Task:
Please recast the lines of the entries below as a Markdown table with two columns, Row and Text. Put a running number in Row and one line in Text, and leave out blank lines.

Supplied records:
[Begin]

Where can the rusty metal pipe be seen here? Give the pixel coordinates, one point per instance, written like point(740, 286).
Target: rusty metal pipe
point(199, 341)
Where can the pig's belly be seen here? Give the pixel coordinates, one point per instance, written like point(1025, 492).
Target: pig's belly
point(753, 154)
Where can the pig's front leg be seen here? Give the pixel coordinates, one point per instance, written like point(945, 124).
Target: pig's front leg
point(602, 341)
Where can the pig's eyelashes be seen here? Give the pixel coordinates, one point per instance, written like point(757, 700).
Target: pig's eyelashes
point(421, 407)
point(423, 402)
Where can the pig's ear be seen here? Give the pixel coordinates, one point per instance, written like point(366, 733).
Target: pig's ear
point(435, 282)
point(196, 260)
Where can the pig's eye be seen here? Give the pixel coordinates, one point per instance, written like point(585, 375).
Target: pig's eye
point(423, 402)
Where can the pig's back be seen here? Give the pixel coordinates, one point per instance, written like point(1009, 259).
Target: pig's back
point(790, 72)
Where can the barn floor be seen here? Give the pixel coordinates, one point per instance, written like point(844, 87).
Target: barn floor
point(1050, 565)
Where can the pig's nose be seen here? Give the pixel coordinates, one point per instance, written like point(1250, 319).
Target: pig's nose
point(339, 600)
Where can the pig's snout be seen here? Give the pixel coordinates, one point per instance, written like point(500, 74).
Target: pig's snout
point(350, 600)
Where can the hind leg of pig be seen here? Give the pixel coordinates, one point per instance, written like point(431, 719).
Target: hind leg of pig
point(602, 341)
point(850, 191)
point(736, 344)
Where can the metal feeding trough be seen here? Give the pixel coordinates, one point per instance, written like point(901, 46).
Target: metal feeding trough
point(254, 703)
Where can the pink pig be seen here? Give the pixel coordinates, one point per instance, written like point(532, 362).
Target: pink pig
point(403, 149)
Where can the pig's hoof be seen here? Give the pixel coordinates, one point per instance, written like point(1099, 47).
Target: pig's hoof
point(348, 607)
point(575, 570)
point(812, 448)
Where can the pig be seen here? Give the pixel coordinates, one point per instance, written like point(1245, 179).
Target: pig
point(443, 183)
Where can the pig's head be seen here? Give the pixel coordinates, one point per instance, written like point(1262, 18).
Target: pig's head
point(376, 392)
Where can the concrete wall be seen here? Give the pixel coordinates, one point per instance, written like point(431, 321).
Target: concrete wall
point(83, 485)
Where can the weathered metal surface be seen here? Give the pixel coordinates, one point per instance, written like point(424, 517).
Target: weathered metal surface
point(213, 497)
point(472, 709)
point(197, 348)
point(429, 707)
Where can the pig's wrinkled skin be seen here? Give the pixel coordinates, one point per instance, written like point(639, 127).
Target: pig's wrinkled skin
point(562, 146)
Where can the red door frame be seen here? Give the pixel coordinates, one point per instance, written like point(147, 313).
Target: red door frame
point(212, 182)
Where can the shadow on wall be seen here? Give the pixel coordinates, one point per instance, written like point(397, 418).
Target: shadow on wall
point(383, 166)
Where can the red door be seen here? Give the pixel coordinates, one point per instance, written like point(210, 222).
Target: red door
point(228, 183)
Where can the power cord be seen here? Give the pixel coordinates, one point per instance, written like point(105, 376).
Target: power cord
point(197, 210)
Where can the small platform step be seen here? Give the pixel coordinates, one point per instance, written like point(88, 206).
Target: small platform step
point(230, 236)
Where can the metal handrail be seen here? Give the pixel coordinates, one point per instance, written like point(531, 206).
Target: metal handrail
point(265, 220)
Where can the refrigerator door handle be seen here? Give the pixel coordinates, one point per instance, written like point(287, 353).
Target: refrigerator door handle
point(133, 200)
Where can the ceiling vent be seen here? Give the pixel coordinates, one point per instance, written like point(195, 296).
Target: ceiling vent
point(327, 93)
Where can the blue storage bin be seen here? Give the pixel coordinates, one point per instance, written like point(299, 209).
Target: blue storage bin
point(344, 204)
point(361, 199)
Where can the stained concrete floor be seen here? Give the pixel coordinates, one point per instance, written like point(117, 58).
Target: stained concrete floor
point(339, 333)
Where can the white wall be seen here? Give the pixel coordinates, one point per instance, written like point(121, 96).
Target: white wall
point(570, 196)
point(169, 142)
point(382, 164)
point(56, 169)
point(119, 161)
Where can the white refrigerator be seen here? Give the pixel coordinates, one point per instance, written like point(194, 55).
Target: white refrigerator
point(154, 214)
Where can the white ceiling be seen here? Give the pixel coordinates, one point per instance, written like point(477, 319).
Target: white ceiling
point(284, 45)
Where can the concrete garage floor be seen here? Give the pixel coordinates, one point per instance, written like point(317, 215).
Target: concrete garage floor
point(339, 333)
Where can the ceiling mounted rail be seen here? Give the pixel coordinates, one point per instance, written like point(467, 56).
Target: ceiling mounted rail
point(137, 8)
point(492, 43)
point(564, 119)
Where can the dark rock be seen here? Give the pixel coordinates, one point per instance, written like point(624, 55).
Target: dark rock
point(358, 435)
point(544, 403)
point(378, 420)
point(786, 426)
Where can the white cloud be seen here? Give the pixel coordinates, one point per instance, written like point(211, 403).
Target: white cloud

[End]

Worked solution:
| Row | Text |
|---|---|
| 1 | Where can the rusty metal pipe be seen here? Give the pixel coordinates, one point per instance, written like point(740, 286). |
| 2 | Target: rusty metal pipe |
| 3 | point(199, 341) |
| 4 | Where can the pig's belly be seen here? Give the pixel coordinates, one point per instance, written like point(1025, 492). |
| 5 | Target: pig's belly |
| 6 | point(753, 154) |
| 7 | Where can the pig's front leg be seen here? Give the pixel coordinates, one point per instance, written like point(945, 124). |
| 8 | Target: pig's front leg |
| 9 | point(602, 341) |
| 10 | Where can the pig's eyelashes be seen here? Give the pixel coordinates, one point per instance, written like point(757, 700). |
| 11 | Target: pig's eyelashes |
| 12 | point(421, 407) |
| 13 | point(423, 402) |
| 14 | Where can the pig's ear be seen here? Give the pixel coordinates, one point per instance, written like point(366, 733). |
| 15 | Target: pig's ear |
| 16 | point(435, 282) |
| 17 | point(196, 260) |
| 18 | Where can the pig's eye be seen here? Give the pixel coordinates, one point per instance, written like point(585, 375). |
| 19 | Target: pig's eye |
| 20 | point(423, 402) |
| 21 | Where can the pig's back be seen here? Give the pixel coordinates, one point per instance, written like point(1009, 259). |
| 22 | Target: pig's back |
| 23 | point(790, 72) |
| 24 | Where can the barn floor be seen here? Give the pixel coordinates, one point per instance, written like point(844, 87). |
| 25 | Target: barn floor |
| 26 | point(1050, 565) |
| 27 | Where can the pig's nose be seen here? Give the pixel coordinates, one point per instance, written like point(1250, 319). |
| 28 | Target: pig's nose |
| 29 | point(339, 600) |
| 30 | Where can the pig's snout be seen here? Give the pixel coordinates, one point per instance, written like point(500, 74). |
| 31 | Target: pig's snout |
| 32 | point(350, 600) |
| 33 | Where can the hind leg of pig be seen here? Give the pixel coordinates, one point per instance, written like point(431, 719). |
| 34 | Target: hind leg of pig |
| 35 | point(602, 341) |
| 36 | point(850, 191) |
| 37 | point(736, 344) |
| 38 | Where can the metal feeding trough be seen here? Give the pixel coordinates, one point per instance, written like point(901, 46). |
| 39 | Target: metal feeding trough |
| 40 | point(254, 703) |
| 41 | Where can the pink pig be seen here? Give the pixel coordinates, one point per instance, written like point(532, 362). |
| 42 | Target: pink pig |
| 43 | point(403, 149) |
| 44 | Where can the pig's hoof be seen here? Give the pixel coordinates, one point per instance, written like point(1099, 47). |
| 45 | Target: pig's hoof |
| 46 | point(348, 607) |
| 47 | point(575, 570) |
| 48 | point(812, 448) |
| 49 | Where can the pig be seen here? Give the pixel coordinates, one point per instance, written like point(1245, 179). |
| 50 | Target: pig |
| 51 | point(443, 183) |
| 52 | Where can the pig's head be seen here? Give the pixel coordinates, one point per instance, written like point(1262, 18). |
| 53 | Target: pig's head |
| 54 | point(376, 392) |
| 55 | Where can the concrete wall be seen here? Give the pixel coordinates, one point per instance, written like point(431, 321). |
| 56 | Target: concrete wall |
| 57 | point(83, 485) |
| 58 | Where can the weathered metal surface be seen here? Give the pixel coordinates, one point per instance, written like point(424, 517). |
| 59 | Target: weathered metal surface |
| 60 | point(213, 497) |
| 61 | point(472, 709) |
| 62 | point(197, 348) |
| 63 | point(429, 707) |
| 64 | Where can the pig's wrinkled skin be seen here? Give the pixel coordinates, one point per instance, written like point(639, 127). |
| 65 | Target: pig's wrinkled skin |
| 66 | point(562, 146) |
| 67 | Where can the red door frame be seen here? Give the pixel coordinates, one point per instance, written like point(147, 313). |
| 68 | Target: red door frame |
| 69 | point(212, 182) |
| 70 | Where can the shadow on wall be seen here? Give the pixel coordinates, one point per instance, written like point(397, 418). |
| 71 | Target: shadow on wall |
| 72 | point(383, 166) |
| 73 | Where can the red door be seen here? Give the pixel coordinates, one point per instance, written like point(210, 222). |
| 74 | Target: red door |
| 75 | point(228, 183) |
| 76 | Where can the power cord be seen here? Give the pixel coordinates, one point per instance, written like point(105, 376). |
| 77 | Target: power cord |
| 78 | point(197, 210) |
| 79 | Where can the small platform step be seen here? Give the pixel coordinates, one point per instance, written like point(88, 206). |
| 80 | Target: small platform step |
| 81 | point(230, 236) |
| 82 | Where can the metal handrail be seen here? Give the pixel coordinates, one point per instance, written like point(531, 206). |
| 83 | Target: metal handrail |
| 84 | point(265, 220) |
| 85 | Where can the refrigerator door handle be seen here? Give the pixel coordinates, one point per instance, written like point(287, 353). |
| 86 | Target: refrigerator door handle |
| 87 | point(133, 200) |
| 88 | Where can the ceiling vent be seen here? Give the pixel coordinates, one point per instance, written like point(195, 296). |
| 89 | Target: ceiling vent |
| 90 | point(327, 93) |
| 91 | Where can the blue storage bin be seen here? Give the pixel coordinates, one point per instance, written like point(299, 209). |
| 92 | Target: blue storage bin |
| 93 | point(344, 204) |
| 94 | point(361, 199) |
| 95 | Where can the stained concrete floor be seen here? Give the pixel coordinates, one point per instance, written like point(117, 58). |
| 96 | Target: stained concrete floor |
| 97 | point(339, 333) |
| 98 | Where can the white wall be seen here? Give the pixel coordinates, one point per instance, written like point(121, 96). |
| 99 | Target: white wall |
| 100 | point(570, 196) |
| 101 | point(169, 142) |
| 102 | point(382, 164) |
| 103 | point(56, 169) |
| 104 | point(119, 161) |
| 105 | Where can the white refrigerator be seen here? Give the pixel coordinates, one point per instance, written like point(194, 55). |
| 106 | Target: white refrigerator |
| 107 | point(154, 214) |
| 108 | Where can the white ceiling be seen here? Give the pixel coordinates, one point per instance, written like point(477, 319). |
| 109 | Target: white ceiling |
| 110 | point(284, 45) |
| 111 | Where can the concrete garage floor be seen here? Give the pixel coordinates, one point per instance, written like point(317, 215). |
| 112 | Target: concrete garage floor |
| 113 | point(339, 333) |
| 114 | Where can the ceiling mounted rail be seen here? Give the pixel coordinates, one point per instance, written like point(467, 56). |
| 115 | Target: ceiling mounted rail |
| 116 | point(137, 8) |
| 117 | point(492, 43) |
| 118 | point(564, 119) |
| 119 | Where can the dark rock be seen here? Give the pixel coordinates, one point per instance, written like point(624, 55). |
| 120 | Target: dark rock |
| 121 | point(358, 435) |
| 122 | point(544, 403) |
| 123 | point(378, 420) |
| 124 | point(786, 426) |
| 125 | Where can the white cloud be seen here? Give the pixel coordinates, one point per instance, written like point(211, 403). |
| 126 | Target: white cloud |